++++ Document

# My 3-d homebrew digital trailcam



## Killdee (Dec 2, 2004)

Heres my finished 3-d job on my digital trailcam.
Killdee
Both pics are the same,I somehow posted it 2 times.


----------



## Todd E (Dec 2, 2004)

Looks great. Show us some photos when you get them.

I must ask......what is the camo made of? If it's not a patented trade secret.........


----------



## huntnnut (Dec 2, 2004)

Nice job Killdee, it looks very professional.

Is mine next?...


----------



## HT2 (Dec 2, 2004)

*Killdee.....*

All I see is a picture of a tree....... :  :


----------



## Killdee (Dec 3, 2004)

No secret its liquid nails construction glue,an old brush to rough it up,poke a few worm holes here and there,cover your shutter,flash &fresnal lens and paint.
killdee


----------



## BassWorm (Dec 10, 2004)

Good looking job. I'm in the process of building a trailcam and the liquid nails looks like something I'll be doing also.


----------



## Just 1 More (Dec 12, 2004)

What trail cam is that? Looks like  a Highlander Sports Photo Scout


----------



## Killdee (Dec 12, 2004)

Its one of my homebuilt trailcams.
Killdee


----------



## jeclif (Dec 12, 2004)

that's great but how about showing the workings of it


----------



## Gun Docc (Dec 12, 2004)

originated the camo process about 3 years ago and it seems to be still used quite a bit with other adhesive caulk or glues to make the 3 D camo on the trail camera's

works very well too
http://www.jesseshunting.com/gun-docc-camo.html

Take Care,
Gun Docc


----------



## Killdee (Dec 12, 2004)

Its in the woods at the moment.
Killdee


----------



## Killdee (Dec 12, 2004)

Hey Gundoc,Those instructions would have helped me.I was winging it with the liq.nails and had a mess for awhile then suddenly it started looking like something.I might save those files ifin you dont mind.
Killdee


----------

++++++++
++++ Records shown

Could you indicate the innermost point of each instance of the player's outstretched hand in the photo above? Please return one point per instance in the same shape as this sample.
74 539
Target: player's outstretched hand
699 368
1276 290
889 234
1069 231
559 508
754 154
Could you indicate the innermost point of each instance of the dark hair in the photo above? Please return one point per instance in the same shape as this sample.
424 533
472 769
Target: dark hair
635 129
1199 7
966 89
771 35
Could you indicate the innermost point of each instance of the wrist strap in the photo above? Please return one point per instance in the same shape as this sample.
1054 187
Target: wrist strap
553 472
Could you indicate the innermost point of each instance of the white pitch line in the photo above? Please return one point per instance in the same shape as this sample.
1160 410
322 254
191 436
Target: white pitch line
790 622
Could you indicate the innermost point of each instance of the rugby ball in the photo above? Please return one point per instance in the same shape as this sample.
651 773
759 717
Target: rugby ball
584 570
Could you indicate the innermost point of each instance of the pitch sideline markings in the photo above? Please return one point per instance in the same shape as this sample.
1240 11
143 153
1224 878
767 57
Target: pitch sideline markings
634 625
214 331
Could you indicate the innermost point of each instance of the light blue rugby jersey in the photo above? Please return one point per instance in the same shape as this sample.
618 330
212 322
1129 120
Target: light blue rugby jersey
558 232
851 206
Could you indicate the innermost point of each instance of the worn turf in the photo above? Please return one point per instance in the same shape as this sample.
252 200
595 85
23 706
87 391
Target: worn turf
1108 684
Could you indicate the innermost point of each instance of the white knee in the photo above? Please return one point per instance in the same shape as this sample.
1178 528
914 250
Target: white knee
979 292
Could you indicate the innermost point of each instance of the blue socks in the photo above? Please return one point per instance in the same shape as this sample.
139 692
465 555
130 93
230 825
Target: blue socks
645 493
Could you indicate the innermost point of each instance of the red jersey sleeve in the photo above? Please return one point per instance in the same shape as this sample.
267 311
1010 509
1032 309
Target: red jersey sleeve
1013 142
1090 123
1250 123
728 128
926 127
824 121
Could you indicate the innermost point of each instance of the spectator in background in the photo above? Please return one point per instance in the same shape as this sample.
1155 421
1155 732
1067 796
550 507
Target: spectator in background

++++++++

■ **Requirements**:
1) In the trailcam thread, what glue did Killdee use to make the 3-D camo?
2) Translate this sentence from the trailcam thread into Spanish: "Nice job Killdee, it looks very professional."
The records were taken from a different source.

■ **Task-by-task solutions**:
1) Liquid Nails construction glue.

2) Buen trabajo, Killdee, se ve muy profesional.